▸ **Brief 1**
In the excerpt on digital language vitality, why must a language's passive web presence be kept apart from active two-way use? Answer in one to three sentences.
▸ **Brief 2**
Carry on the excerpt on digital language vitality, starting after its last sentence.

▸ **Excerpt provided**
··········
The same phenomenon can be seen at the other side of the digital divide. As an example consider Mandinka, which is, besides Swahili, perhaps the single best known African language for the larger American audience, thanks to Alex Hailey’s Roots. With 1.35 m speakers, and official status in two countries (Senegal and The Gambia), Mandinka is neither endangered nor threatened in the traditional sense – SIL puts its EGIDS rating at 5 (developing) and notes the positive attitude speakers of all ages have toward the language. However, its failure to digitally ascend appears a foregone conclusion: literacy in the language is below 1%, and the wikipedia incubator [19] has not attracted a single native speaker.

(iii) Identity function

As we will primarily rely on written material, particular care needs to be taken to distinguish passive (read only) web presence such as lexicons, classical literature, or news services, from active use in a broad variety of two-way contexts such as social networks, business/commerce, live literature, etc. Language is for communication, and passive presence indicates only efforts at preservation, often by scholars actually outside the language community, not digital vitality. As an example consider Classical Chinese, a language with a sizeable wikipedia, nearly 3,000 articles, and a remarkable user community of over 30,000 L2 users. There are also significant text holdings elsewhere (see in particular http://ctext.org). At the same time, the top-level question in [11], which probes the identity function of a language clearly puts Classical Chinese in the Historical/Heritage category, there defined as follows:

Historical.

The language has no remaining speakers and no community which associates itself with the language as a language of identity. There are no remaining functions assigned to the language by any group (…).

Heritage.

There are no remaining L1 speakers, but there may be some emerging L2 speakers or the language may be used for symbolic and ceremonial purposes only.
··········
▸ **Supplied data**

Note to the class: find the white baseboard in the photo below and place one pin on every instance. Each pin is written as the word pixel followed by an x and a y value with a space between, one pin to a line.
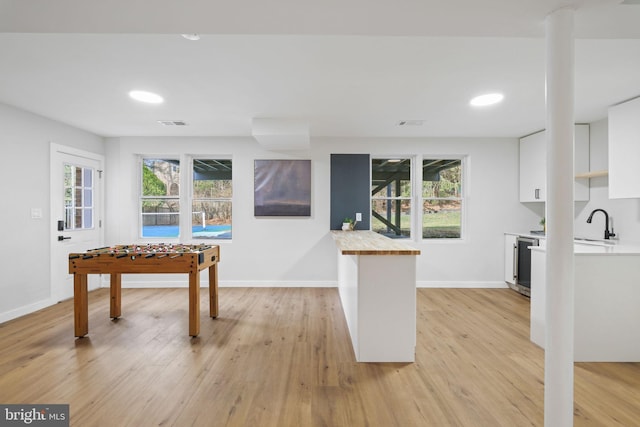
pixel 295 284
pixel 24 310
pixel 227 284
pixel 465 285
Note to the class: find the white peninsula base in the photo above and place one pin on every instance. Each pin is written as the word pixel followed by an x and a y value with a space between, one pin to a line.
pixel 377 285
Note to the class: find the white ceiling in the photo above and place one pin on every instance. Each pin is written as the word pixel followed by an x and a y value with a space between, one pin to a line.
pixel 349 68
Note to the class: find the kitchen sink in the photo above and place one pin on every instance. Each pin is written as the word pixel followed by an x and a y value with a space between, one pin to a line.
pixel 589 241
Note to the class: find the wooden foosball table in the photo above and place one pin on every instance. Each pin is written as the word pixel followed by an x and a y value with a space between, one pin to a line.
pixel 144 259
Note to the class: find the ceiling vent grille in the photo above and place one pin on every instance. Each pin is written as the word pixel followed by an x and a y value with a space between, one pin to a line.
pixel 172 122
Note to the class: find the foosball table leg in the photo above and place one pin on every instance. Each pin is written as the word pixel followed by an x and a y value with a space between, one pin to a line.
pixel 80 305
pixel 194 303
pixel 116 295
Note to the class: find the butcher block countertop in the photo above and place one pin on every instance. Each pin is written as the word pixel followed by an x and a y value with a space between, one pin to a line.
pixel 366 242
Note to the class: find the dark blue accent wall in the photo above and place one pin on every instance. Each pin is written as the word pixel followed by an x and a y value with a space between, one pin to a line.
pixel 350 186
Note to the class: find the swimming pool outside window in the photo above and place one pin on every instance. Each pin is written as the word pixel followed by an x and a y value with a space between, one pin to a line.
pixel 211 210
pixel 160 198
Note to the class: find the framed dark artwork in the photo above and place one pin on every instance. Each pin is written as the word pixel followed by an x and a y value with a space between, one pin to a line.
pixel 282 188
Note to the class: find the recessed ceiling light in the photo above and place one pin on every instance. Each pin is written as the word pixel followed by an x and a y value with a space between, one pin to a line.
pixel 172 122
pixel 410 123
pixel 487 99
pixel 143 96
pixel 192 37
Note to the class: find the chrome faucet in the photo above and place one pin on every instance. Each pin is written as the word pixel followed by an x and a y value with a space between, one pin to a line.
pixel 607 233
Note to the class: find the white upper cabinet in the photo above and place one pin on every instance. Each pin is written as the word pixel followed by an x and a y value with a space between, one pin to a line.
pixel 624 150
pixel 533 165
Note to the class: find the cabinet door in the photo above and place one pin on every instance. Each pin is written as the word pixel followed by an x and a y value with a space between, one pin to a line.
pixel 533 165
pixel 533 168
pixel 510 247
pixel 624 150
pixel 581 162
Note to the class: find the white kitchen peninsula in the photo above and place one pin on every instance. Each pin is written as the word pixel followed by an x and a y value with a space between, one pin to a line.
pixel 377 285
pixel 607 301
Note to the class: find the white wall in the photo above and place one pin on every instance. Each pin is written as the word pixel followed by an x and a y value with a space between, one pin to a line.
pixel 300 252
pixel 25 249
pixel 625 212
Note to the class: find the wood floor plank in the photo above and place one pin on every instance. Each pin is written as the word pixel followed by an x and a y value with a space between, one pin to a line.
pixel 283 357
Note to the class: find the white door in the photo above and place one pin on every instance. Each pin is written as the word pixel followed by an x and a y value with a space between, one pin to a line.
pixel 76 213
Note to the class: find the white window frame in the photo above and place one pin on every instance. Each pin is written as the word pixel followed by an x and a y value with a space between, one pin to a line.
pixel 411 198
pixel 180 198
pixel 464 196
pixel 190 196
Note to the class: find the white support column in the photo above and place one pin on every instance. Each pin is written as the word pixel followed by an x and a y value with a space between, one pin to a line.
pixel 558 391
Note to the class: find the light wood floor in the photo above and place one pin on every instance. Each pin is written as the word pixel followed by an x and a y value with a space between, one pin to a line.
pixel 282 357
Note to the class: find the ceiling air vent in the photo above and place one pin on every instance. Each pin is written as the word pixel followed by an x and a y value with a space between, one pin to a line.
pixel 172 122
pixel 410 123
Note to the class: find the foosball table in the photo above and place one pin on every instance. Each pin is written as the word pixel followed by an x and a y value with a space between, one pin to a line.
pixel 144 259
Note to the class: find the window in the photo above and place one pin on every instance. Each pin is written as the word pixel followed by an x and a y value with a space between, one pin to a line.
pixel 441 198
pixel 78 197
pixel 211 205
pixel 391 197
pixel 160 199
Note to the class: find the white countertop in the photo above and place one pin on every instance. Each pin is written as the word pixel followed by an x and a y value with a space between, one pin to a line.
pixel 592 246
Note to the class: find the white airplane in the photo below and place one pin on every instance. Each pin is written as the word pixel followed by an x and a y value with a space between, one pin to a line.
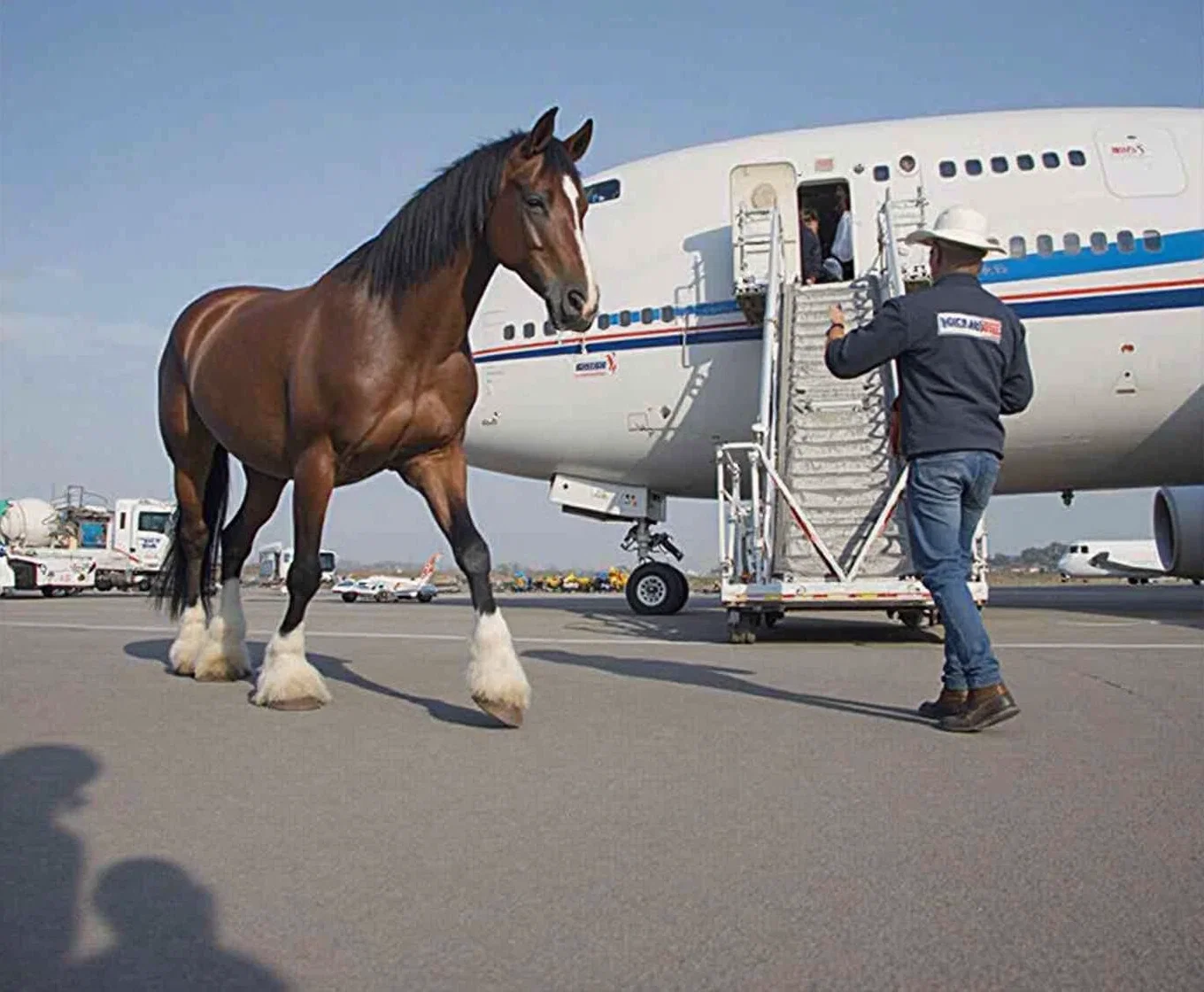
··········
▸ **Task response 1**
Language exists for communication, so read-only material such as lexicons, classical literature or news services shows only efforts at preservation, not digital vitality. Those efforts are often made by scholars outside the language community.

▸ **Task response 2**
(iv) Functional domains

Initially, digital word processing was restricted to large organizations and printing presses, but with the spread of PCs, desktop publishing became available at the household level. Similarly, the function of making public announcements, until recently restricted to the village worthy, became available to individuals, who can post on bulletin boards or (micro)blog. Altogether, the digital age ushered in, or made more accessible, many forms of communication hitherto restricted to small elites, and this is undoubtedly one of its main attractions. But for a language to spread to these new or newly democratized functional areas, one generally needs a bit of software. (The main exception is cellphone usage, which we had to ignore in this study for lack of data.) To quantify software support we use a simple three-stage hierarchy, roughly analogous to the questions probing literacy status in EGIDS, see the Methods section.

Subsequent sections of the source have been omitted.